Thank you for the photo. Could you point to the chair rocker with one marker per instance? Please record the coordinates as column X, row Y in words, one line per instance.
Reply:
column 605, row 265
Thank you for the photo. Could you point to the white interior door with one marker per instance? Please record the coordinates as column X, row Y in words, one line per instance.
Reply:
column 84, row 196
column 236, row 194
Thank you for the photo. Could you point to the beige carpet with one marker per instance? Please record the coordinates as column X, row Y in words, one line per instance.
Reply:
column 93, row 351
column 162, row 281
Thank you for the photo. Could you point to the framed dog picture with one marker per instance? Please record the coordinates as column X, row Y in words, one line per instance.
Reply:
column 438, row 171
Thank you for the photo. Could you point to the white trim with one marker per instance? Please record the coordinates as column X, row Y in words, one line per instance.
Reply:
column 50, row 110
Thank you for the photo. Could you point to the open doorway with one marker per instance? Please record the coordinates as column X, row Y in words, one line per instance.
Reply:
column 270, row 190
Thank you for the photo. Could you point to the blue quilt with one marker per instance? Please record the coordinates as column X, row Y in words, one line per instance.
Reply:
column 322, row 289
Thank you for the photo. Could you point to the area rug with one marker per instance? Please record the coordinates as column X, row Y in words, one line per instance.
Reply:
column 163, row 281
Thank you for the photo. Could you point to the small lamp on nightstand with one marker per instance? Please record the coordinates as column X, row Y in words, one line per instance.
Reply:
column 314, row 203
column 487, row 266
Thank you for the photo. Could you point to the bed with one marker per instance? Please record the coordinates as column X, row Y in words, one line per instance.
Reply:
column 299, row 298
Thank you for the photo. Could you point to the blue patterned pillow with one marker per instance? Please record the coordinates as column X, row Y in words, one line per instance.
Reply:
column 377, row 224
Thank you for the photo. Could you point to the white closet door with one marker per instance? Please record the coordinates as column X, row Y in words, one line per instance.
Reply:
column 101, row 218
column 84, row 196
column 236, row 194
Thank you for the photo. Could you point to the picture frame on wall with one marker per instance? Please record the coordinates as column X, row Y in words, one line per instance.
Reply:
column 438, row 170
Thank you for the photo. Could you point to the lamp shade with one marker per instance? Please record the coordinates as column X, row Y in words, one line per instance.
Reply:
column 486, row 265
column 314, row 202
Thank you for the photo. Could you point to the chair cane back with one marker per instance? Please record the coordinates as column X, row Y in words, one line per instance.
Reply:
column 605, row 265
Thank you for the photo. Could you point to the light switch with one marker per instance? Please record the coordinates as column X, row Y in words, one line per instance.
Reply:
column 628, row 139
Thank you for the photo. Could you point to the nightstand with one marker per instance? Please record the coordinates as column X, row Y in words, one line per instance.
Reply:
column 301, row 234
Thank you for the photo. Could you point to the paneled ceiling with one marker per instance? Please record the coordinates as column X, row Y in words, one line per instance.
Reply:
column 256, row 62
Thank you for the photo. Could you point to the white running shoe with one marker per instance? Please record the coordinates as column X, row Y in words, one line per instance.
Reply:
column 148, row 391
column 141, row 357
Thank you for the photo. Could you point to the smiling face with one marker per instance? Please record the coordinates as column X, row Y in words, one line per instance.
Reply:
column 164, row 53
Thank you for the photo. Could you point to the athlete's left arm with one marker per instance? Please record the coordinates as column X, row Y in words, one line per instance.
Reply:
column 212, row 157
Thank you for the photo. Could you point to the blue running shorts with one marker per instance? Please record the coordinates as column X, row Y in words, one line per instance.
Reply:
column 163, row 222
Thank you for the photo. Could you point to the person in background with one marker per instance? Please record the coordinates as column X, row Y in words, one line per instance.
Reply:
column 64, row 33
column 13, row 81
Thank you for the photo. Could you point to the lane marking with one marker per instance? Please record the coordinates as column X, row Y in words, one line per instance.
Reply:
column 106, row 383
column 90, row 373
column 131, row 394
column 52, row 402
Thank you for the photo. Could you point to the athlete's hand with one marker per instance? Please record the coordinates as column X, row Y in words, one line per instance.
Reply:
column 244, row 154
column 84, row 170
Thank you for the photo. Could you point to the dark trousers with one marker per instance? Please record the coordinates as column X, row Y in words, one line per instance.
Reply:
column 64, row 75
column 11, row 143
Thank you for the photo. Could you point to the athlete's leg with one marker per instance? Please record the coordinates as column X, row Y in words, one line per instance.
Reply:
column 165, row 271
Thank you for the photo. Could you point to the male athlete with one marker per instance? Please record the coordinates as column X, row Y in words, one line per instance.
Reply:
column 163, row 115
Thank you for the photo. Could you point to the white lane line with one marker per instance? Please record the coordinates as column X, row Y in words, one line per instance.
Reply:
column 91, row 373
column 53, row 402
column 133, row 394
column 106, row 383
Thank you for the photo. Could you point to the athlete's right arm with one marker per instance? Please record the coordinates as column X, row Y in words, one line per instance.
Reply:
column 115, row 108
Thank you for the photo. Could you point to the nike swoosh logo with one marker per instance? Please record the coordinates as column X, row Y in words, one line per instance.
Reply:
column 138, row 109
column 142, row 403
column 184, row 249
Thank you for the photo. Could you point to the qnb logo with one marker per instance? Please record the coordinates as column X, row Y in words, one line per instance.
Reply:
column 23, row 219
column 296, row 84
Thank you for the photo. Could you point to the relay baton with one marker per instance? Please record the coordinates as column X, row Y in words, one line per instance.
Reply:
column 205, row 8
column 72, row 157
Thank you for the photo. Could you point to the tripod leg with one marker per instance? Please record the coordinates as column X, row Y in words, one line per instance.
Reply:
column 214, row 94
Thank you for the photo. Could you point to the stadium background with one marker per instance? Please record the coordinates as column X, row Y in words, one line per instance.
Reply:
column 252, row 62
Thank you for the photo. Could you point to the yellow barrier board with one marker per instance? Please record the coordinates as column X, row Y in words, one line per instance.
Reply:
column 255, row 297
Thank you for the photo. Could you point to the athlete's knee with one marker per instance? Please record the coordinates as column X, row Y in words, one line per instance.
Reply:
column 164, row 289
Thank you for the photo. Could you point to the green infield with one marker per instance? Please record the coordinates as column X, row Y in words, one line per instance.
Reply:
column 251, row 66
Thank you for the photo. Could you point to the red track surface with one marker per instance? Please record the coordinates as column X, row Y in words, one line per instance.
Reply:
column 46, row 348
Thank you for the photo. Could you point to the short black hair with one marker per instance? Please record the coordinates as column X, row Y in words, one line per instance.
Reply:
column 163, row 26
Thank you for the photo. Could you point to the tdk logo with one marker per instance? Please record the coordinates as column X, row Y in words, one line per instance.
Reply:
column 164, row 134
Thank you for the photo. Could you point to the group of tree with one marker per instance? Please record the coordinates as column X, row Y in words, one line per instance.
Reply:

*TASK GOAL:* Convert the stretch from the line that contains "the athlete's leg" through the line that contains "column 252, row 62" into a JSON list of strings, one string per line, leaving out blank lines.

*SOLUTION TO THE EXERCISE:*
[
  "Thank you for the photo. Could you point to the athlete's leg with one marker per instance? Please record the coordinates as column X, row Y in words, one line per instance.",
  "Reply:",
  "column 165, row 271",
  "Thank you for the photo. Could you point to the male athlete with one marker per instance? Please record the coordinates as column X, row Y in words, one line per instance.",
  "Reply:",
  "column 163, row 115",
  "Thank you for the photo. Could you point to the white lane line with one marker per instance? Please record the coordinates as column X, row Y in words, one line per instance.",
  "Reply:",
  "column 91, row 373",
  "column 53, row 402",
  "column 133, row 394",
  "column 106, row 383",
  "Thank you for the photo. Could you point to the athlete's right arm with one marker per instance? Please record the coordinates as column X, row Y in words, one line per instance.",
  "Reply:",
  "column 115, row 108",
  "Thank you for the photo. Could you point to the nike swoosh logo with one marker per instance? Please record the coordinates as column X, row Y in words, one line per instance.",
  "Reply:",
  "column 138, row 109",
  "column 142, row 403",
  "column 184, row 249",
  "Thank you for the photo. Could you point to the qnb logo with one marker per instance? Please record the coordinates as column X, row Y in words, one line per instance.",
  "Reply:",
  "column 23, row 219",
  "column 296, row 84",
  "Thank you for the photo. Could you point to the relay baton with one marker per instance? Please record the coordinates as column X, row Y in words, one line per instance.",
  "Reply:",
  "column 205, row 8",
  "column 72, row 157",
  "Thank you for the photo. Could you point to the tripod leg with one marker per instance? Please record the coordinates as column X, row Y in words, one line per instance.",
  "Reply:",
  "column 214, row 94",
  "Thank you for the photo. Could you point to the stadium background with one marker per instance? Please record the coordinates as column X, row Y in words, one line per instance.",
  "Reply:",
  "column 252, row 62"
]